▶ [TASK PROMPT]:
Wherever "leaf" shows up in the records below, copy the whole line.

Stored items from a collection
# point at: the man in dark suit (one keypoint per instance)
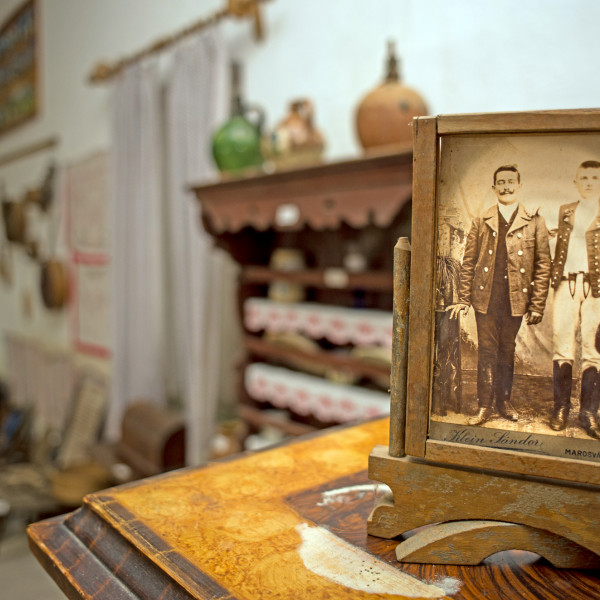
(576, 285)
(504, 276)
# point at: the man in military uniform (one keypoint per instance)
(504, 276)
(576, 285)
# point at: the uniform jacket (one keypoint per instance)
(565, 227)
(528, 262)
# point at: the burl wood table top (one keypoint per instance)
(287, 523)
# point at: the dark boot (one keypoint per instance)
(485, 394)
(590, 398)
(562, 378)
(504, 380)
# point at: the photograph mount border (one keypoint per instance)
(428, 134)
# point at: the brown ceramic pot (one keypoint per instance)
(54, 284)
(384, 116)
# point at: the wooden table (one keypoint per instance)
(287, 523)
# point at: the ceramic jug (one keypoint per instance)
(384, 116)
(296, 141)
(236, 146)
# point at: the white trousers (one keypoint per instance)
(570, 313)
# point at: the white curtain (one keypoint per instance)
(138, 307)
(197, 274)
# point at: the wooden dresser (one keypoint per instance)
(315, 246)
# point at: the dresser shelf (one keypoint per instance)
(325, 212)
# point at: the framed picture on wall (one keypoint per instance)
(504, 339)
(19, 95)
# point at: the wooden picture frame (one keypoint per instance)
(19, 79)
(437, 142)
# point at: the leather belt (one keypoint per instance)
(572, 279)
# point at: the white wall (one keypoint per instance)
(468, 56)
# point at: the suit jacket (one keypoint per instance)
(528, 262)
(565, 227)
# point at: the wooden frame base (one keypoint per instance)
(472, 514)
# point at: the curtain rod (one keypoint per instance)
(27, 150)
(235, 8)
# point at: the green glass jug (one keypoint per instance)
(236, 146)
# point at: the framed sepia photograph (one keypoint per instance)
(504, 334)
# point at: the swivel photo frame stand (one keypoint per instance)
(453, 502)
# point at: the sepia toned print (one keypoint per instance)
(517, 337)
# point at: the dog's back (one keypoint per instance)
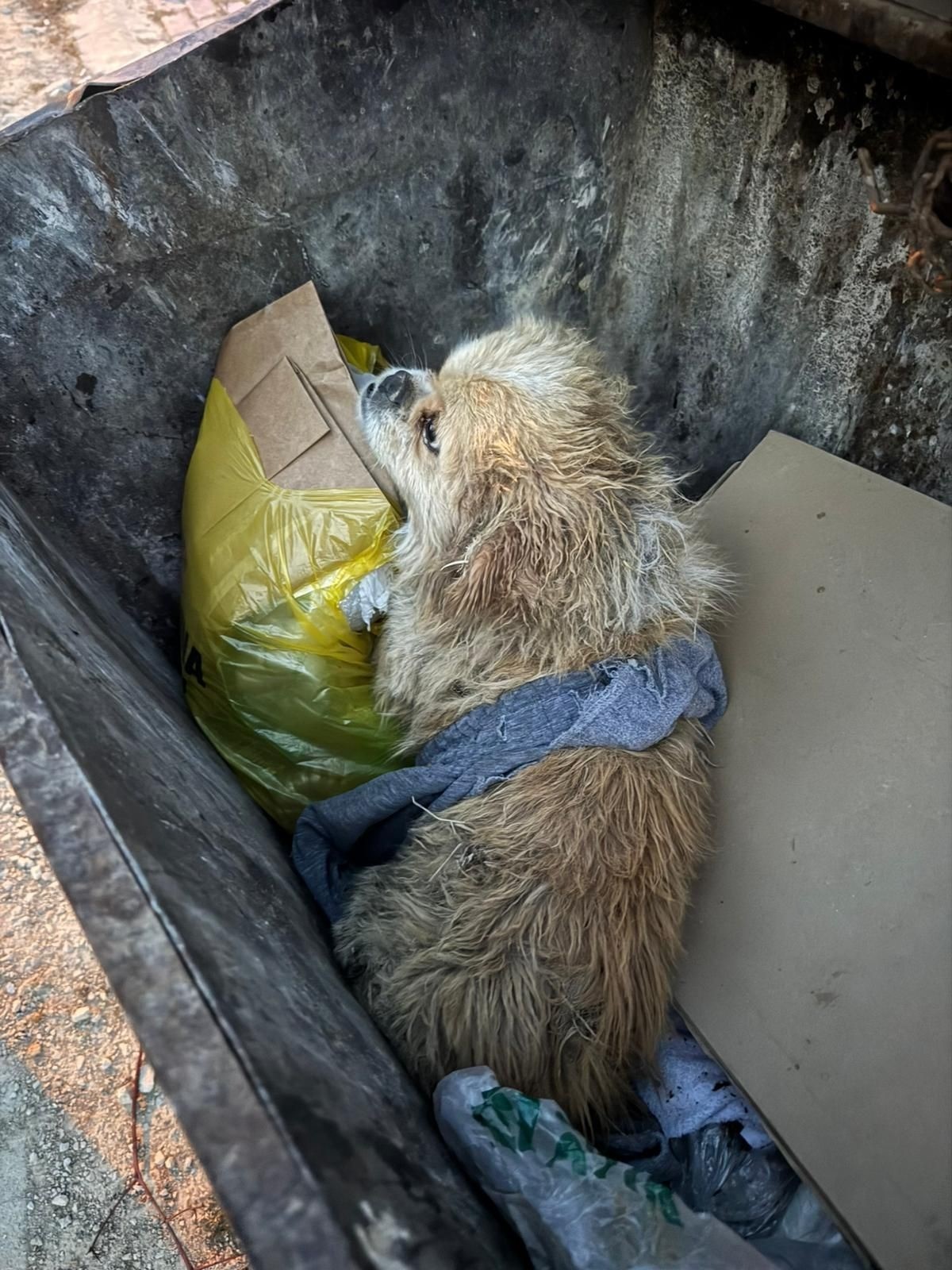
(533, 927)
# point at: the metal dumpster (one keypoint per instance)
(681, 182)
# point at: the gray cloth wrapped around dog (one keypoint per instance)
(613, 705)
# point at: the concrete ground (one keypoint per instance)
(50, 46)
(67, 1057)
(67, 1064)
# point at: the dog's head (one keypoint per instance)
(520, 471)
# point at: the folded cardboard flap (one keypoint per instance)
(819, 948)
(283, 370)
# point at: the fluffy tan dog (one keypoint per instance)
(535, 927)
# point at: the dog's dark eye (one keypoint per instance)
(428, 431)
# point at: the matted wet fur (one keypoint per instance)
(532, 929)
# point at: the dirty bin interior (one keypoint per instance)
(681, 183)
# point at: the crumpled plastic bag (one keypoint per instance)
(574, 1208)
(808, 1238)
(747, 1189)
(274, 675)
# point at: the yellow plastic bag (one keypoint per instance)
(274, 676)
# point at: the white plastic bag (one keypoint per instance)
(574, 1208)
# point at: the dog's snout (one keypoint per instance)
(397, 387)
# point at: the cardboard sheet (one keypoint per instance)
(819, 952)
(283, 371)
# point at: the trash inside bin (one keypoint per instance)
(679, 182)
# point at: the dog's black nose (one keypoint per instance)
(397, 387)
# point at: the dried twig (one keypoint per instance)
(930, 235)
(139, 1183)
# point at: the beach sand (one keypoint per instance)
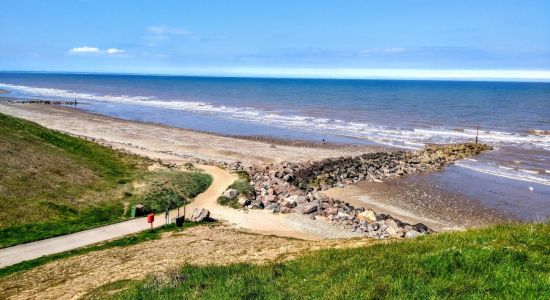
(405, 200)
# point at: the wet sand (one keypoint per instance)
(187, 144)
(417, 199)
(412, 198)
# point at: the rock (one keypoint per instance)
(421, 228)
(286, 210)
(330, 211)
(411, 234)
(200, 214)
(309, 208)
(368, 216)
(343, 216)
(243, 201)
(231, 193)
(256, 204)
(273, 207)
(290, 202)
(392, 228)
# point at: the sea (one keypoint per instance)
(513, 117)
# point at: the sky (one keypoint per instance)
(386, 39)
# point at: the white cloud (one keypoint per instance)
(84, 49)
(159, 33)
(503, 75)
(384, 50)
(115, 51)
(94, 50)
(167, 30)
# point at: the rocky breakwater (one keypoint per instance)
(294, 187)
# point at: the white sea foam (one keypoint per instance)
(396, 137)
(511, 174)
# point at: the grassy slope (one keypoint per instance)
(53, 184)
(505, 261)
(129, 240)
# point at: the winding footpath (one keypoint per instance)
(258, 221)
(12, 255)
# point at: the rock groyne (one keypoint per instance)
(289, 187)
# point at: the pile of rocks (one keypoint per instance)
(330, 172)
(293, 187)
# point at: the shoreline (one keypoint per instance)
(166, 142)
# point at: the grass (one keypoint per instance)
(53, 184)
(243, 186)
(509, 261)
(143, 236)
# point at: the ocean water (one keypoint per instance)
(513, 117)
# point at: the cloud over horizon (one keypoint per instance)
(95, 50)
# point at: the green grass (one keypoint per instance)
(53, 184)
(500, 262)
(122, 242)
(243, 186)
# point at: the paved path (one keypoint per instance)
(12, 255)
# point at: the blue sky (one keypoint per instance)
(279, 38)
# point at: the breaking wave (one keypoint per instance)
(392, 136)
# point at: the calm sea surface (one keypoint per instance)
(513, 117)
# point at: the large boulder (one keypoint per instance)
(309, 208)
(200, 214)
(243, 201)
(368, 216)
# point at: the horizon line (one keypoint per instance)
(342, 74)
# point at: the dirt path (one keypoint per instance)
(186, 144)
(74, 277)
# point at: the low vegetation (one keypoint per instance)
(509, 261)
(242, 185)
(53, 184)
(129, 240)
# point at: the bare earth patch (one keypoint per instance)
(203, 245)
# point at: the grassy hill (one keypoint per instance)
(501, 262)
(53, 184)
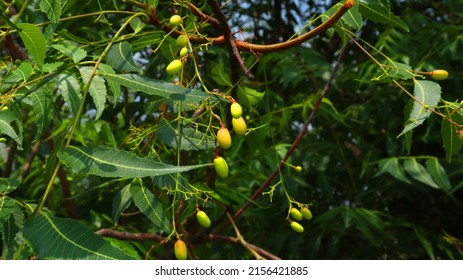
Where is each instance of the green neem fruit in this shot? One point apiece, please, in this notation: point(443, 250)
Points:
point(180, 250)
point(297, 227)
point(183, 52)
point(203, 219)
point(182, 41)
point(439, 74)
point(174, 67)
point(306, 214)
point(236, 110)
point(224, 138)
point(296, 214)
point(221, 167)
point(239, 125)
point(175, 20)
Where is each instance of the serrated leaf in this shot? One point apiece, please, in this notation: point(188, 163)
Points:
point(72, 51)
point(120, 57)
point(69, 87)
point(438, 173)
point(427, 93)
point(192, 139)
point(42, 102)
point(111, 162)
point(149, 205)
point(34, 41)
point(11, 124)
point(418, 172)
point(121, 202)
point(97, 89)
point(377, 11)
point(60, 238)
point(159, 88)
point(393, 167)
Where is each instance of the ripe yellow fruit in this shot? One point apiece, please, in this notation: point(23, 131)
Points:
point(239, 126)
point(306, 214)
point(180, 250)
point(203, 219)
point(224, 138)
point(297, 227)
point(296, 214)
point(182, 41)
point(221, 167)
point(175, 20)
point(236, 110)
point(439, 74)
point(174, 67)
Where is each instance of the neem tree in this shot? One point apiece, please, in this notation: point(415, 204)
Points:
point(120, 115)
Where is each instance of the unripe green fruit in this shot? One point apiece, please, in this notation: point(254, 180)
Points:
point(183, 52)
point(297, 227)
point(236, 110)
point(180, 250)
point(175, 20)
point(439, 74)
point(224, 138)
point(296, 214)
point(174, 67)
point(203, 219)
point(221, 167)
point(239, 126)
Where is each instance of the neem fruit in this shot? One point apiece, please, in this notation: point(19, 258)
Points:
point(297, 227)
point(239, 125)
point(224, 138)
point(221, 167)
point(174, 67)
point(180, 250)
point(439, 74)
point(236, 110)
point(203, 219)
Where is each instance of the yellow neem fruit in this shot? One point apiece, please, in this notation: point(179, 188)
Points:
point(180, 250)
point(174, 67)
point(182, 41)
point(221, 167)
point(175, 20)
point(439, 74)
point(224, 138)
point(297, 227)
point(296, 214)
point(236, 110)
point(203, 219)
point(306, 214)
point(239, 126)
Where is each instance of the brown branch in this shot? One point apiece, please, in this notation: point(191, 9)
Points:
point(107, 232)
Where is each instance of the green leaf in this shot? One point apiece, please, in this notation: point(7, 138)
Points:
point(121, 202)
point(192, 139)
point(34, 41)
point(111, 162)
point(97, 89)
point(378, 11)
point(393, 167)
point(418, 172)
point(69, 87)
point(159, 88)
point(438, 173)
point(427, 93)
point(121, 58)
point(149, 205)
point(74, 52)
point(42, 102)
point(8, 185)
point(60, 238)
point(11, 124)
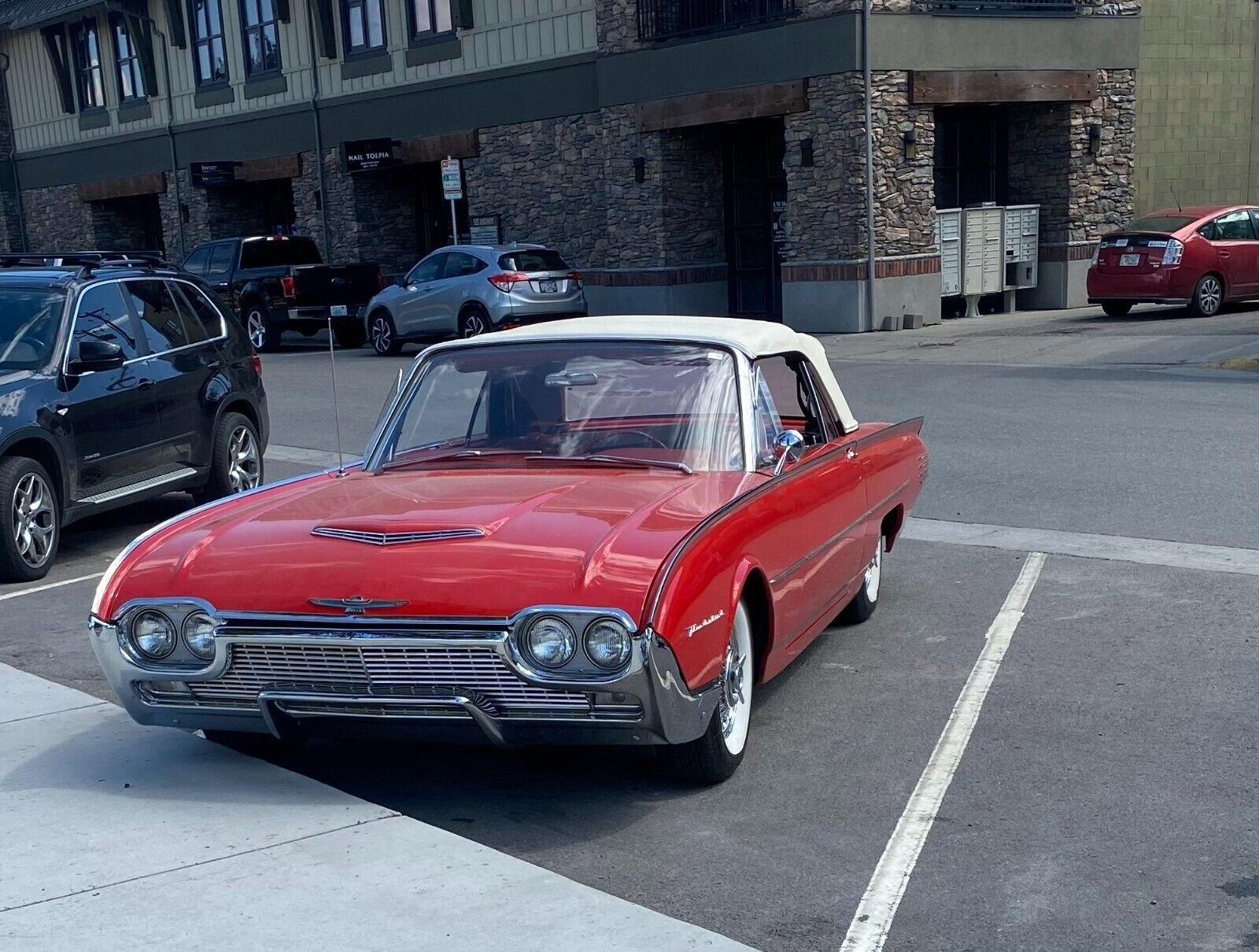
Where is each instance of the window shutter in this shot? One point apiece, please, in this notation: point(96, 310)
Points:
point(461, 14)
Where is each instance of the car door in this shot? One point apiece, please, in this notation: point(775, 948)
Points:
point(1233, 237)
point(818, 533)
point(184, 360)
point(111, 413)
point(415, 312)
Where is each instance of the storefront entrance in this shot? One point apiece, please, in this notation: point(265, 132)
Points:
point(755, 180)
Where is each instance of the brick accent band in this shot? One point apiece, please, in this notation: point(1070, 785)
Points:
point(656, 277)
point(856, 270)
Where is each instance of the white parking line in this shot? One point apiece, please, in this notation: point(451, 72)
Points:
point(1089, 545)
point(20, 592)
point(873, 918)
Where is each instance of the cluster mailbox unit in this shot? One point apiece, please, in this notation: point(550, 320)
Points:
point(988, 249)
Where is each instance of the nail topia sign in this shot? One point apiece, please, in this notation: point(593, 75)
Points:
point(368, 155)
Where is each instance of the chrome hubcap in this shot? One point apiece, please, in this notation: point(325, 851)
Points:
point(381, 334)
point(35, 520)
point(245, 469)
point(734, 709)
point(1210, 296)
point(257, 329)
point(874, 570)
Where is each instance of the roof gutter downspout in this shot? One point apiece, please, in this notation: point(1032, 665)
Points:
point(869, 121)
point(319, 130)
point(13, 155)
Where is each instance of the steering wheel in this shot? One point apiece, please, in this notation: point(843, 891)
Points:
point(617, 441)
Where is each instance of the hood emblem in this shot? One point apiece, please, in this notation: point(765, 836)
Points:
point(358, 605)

▶ [ANSWER]:
Where is each instance of the serrated leaf in this shot? One point apiece, please, in this notation: point(188, 163)
Where is each instance of the green leaf in this shot? One point apiece, please, in this notation: point(7, 138)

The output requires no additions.